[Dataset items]
++++++++

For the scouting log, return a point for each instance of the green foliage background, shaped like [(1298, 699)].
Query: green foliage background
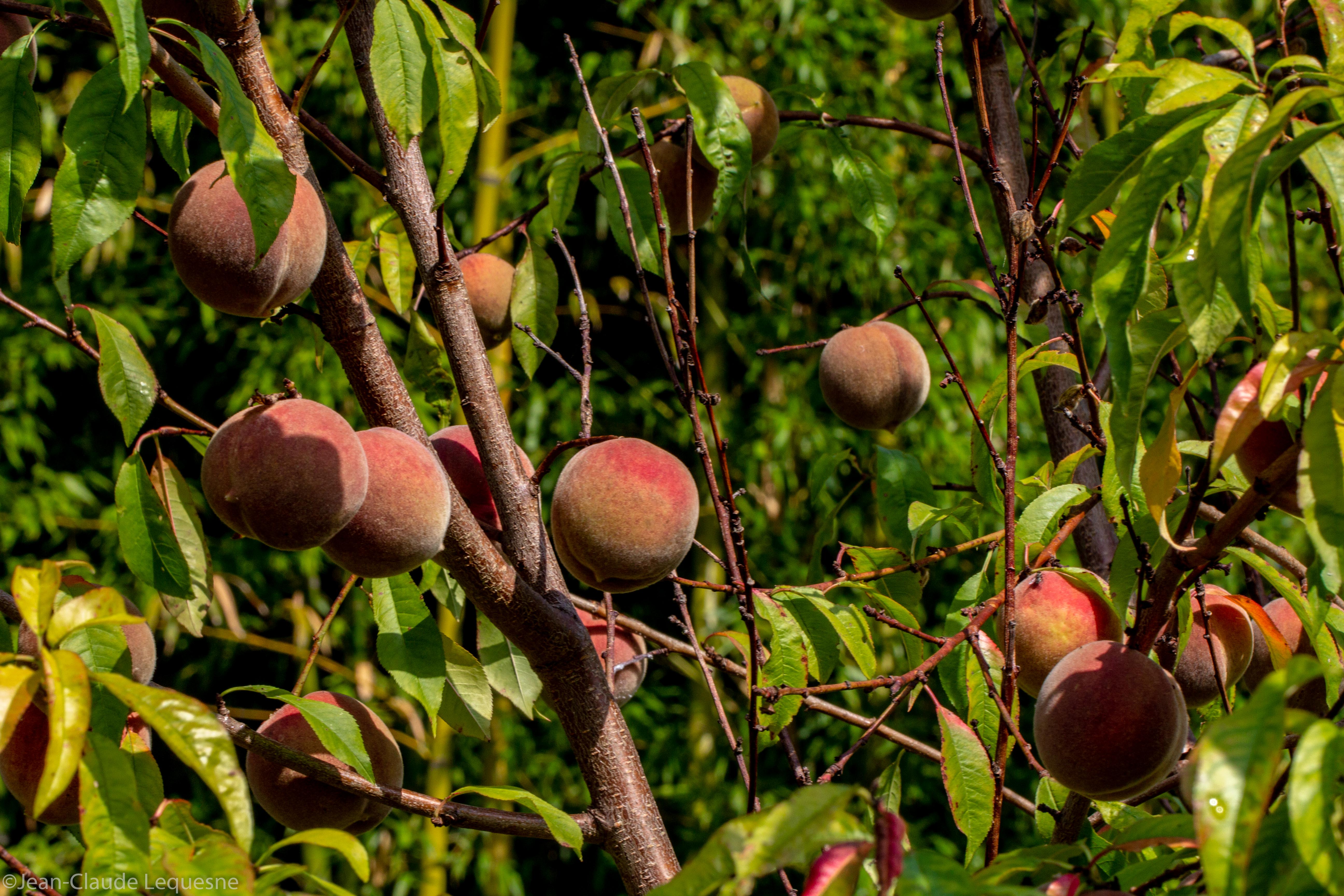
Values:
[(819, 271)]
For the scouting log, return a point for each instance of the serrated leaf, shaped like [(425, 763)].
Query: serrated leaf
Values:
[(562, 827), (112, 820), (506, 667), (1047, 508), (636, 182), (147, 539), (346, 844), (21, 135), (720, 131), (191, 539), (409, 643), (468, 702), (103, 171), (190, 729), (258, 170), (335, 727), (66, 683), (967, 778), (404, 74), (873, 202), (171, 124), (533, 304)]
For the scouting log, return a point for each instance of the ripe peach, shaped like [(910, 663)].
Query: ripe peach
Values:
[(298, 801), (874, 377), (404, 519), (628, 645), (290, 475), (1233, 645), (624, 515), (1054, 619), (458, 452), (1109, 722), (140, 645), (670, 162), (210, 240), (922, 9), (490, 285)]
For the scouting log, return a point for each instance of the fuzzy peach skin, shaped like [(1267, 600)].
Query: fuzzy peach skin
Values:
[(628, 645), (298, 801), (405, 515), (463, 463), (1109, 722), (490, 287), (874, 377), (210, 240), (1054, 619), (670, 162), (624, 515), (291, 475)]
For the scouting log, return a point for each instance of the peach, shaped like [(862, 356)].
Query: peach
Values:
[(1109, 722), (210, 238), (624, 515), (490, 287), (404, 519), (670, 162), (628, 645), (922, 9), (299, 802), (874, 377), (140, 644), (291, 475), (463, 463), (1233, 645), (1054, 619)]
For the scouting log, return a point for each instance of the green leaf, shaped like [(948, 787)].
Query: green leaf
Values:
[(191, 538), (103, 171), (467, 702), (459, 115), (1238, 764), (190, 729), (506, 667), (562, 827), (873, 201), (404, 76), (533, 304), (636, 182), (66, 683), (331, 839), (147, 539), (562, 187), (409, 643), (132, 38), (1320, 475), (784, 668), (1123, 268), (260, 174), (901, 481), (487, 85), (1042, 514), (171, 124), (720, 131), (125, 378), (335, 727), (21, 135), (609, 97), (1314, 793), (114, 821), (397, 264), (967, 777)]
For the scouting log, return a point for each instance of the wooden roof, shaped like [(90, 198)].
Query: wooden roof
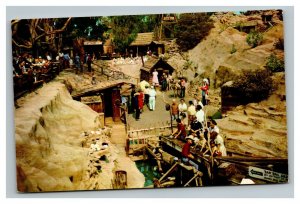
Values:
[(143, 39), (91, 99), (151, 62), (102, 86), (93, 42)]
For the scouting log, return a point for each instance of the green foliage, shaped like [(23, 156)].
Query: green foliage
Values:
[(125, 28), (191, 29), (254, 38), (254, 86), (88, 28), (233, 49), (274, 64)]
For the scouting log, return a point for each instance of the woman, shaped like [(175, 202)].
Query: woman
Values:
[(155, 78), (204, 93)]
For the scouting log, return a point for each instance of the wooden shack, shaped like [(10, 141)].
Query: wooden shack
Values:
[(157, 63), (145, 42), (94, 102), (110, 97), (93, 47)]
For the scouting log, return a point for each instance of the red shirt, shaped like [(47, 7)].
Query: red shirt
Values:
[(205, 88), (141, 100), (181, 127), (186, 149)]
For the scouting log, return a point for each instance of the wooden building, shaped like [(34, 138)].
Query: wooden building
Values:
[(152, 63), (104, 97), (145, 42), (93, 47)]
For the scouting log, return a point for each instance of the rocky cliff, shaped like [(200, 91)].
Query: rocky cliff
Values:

++++++++

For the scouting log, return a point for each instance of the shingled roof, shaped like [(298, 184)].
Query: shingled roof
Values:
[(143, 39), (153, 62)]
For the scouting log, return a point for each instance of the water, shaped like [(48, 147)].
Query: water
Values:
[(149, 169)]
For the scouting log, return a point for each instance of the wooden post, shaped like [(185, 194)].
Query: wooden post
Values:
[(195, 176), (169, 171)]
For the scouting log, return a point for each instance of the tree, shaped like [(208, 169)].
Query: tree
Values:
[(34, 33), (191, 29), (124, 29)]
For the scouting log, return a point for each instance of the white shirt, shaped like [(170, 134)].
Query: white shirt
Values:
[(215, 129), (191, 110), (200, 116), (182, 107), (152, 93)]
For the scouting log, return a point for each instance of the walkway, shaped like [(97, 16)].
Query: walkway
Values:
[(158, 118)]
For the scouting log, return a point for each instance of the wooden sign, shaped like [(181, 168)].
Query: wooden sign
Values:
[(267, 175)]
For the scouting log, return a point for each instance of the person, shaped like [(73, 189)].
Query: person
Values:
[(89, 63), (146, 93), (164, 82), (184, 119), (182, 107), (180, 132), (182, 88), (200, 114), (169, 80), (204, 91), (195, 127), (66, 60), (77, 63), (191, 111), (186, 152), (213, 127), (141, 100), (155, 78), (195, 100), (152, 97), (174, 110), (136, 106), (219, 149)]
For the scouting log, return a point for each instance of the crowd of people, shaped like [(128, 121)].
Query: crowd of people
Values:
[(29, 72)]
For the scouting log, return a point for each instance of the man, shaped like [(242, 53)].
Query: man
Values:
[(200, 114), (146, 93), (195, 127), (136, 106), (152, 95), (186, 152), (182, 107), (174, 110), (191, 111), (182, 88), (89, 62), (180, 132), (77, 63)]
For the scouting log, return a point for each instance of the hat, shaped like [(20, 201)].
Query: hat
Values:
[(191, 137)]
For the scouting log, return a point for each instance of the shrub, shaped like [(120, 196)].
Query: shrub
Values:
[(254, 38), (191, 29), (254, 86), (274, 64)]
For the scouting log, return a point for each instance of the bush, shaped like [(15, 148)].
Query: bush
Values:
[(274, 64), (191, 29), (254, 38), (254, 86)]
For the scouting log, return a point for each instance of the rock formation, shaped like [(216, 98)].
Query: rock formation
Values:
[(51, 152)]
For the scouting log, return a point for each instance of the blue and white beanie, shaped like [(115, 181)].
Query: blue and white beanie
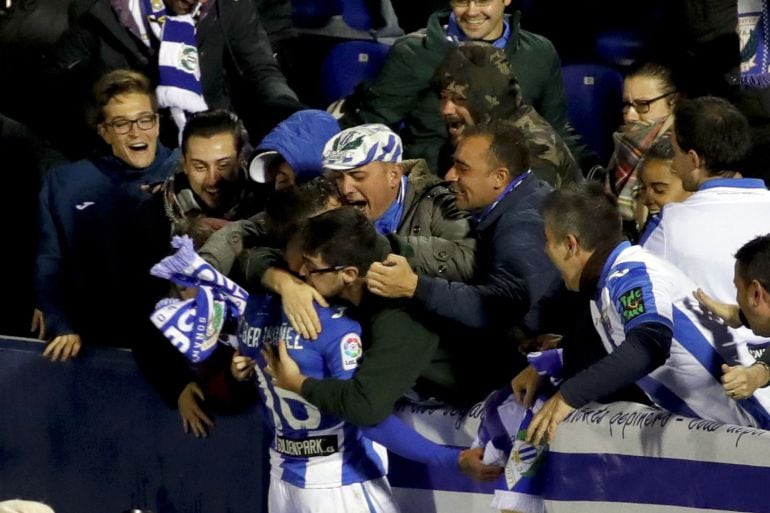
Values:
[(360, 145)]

++++++++

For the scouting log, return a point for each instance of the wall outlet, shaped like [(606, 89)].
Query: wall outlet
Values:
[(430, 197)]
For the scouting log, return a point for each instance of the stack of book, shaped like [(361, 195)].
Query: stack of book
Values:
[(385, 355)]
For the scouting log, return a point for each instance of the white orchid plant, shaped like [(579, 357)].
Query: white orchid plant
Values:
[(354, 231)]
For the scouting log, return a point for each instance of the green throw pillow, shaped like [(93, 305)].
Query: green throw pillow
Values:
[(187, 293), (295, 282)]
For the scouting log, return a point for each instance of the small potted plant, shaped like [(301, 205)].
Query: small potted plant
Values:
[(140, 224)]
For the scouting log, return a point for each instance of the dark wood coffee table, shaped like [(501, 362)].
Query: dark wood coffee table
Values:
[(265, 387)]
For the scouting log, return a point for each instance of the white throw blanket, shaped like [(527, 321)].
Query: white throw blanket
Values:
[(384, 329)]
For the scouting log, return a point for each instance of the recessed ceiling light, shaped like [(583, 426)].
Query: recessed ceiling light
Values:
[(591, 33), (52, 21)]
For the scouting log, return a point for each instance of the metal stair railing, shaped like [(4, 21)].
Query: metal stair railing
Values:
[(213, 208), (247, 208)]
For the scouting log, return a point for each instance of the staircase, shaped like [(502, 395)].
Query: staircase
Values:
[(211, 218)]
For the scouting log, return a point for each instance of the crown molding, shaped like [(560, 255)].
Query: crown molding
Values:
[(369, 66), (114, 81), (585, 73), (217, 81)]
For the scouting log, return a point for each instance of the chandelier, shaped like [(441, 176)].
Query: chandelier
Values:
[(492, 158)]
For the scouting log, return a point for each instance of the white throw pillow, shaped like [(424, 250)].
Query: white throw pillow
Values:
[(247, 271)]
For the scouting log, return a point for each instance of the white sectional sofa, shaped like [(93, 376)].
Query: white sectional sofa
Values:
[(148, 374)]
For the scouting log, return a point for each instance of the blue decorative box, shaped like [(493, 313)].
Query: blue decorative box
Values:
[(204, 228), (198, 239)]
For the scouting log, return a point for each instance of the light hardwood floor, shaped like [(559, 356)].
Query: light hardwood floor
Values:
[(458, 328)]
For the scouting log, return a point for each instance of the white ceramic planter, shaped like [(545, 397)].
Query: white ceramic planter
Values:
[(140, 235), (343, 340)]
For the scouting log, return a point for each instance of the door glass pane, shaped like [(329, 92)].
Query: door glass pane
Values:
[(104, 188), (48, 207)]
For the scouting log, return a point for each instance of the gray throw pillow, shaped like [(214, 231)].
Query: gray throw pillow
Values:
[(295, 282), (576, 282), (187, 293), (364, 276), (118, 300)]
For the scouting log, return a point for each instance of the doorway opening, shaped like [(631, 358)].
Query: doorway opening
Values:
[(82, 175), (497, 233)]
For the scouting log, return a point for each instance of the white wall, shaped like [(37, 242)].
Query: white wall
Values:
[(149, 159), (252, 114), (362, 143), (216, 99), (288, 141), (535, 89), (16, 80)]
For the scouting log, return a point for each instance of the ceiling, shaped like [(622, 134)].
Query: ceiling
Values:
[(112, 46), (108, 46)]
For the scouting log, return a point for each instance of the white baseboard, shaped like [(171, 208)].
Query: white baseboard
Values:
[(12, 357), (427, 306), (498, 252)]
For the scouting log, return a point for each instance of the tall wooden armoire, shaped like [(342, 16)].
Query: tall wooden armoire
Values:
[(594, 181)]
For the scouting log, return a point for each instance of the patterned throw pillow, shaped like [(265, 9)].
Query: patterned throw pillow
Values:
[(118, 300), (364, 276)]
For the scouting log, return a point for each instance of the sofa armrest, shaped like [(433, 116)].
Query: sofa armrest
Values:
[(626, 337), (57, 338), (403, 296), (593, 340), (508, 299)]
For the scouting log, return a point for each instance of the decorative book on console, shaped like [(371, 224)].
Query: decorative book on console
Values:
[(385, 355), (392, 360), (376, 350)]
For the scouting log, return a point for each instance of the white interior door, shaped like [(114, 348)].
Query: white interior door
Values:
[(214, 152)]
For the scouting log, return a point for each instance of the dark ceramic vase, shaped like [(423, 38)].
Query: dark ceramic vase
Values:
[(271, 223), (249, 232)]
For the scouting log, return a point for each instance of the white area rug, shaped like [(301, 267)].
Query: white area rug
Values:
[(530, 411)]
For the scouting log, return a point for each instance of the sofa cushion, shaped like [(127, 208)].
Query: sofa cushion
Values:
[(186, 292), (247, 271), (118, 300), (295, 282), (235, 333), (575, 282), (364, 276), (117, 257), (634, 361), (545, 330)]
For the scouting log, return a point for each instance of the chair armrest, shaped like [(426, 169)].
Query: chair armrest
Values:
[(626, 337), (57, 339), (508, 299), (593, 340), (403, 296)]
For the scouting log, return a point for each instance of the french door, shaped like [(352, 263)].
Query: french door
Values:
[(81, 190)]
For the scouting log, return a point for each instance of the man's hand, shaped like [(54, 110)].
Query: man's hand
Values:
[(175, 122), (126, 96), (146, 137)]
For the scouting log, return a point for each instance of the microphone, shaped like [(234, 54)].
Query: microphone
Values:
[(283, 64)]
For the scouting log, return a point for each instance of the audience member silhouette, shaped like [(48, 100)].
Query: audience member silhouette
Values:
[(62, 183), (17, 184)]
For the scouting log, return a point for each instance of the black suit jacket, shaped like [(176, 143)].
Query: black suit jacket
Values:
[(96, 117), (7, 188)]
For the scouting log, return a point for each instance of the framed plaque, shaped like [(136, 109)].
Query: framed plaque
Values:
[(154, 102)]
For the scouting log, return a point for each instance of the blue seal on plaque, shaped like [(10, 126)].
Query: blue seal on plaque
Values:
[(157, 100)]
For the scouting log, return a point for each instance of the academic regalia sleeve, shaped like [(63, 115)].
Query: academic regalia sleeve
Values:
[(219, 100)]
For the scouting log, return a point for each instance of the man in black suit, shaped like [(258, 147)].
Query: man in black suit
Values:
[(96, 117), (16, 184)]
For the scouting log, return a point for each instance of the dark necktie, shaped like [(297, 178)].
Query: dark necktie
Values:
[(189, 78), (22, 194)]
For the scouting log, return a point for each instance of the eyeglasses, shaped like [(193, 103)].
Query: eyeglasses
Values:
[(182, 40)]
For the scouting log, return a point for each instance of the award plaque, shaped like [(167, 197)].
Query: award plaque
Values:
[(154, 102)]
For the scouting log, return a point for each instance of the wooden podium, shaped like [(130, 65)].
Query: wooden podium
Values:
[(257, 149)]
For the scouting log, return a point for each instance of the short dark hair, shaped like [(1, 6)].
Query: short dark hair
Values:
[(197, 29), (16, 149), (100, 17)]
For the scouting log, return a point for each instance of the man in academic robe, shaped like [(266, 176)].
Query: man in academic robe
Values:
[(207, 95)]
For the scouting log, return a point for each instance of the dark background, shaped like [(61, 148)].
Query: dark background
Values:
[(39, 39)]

++++++++

> _JOB_
Rewrite everything in the listing from the line containing "like [(1298, 699)]." down to the line containing "[(819, 271)]", changing "green foliage background" to "green leafy background" and keeping all else the same. Omit the pictures from your answer.

> _FINISHED ANSWER_
For the scouting log, return a point for each instance of the green leafy background, shaped like [(1298, 699)].
Query: green leafy background
Values:
[(819, 271)]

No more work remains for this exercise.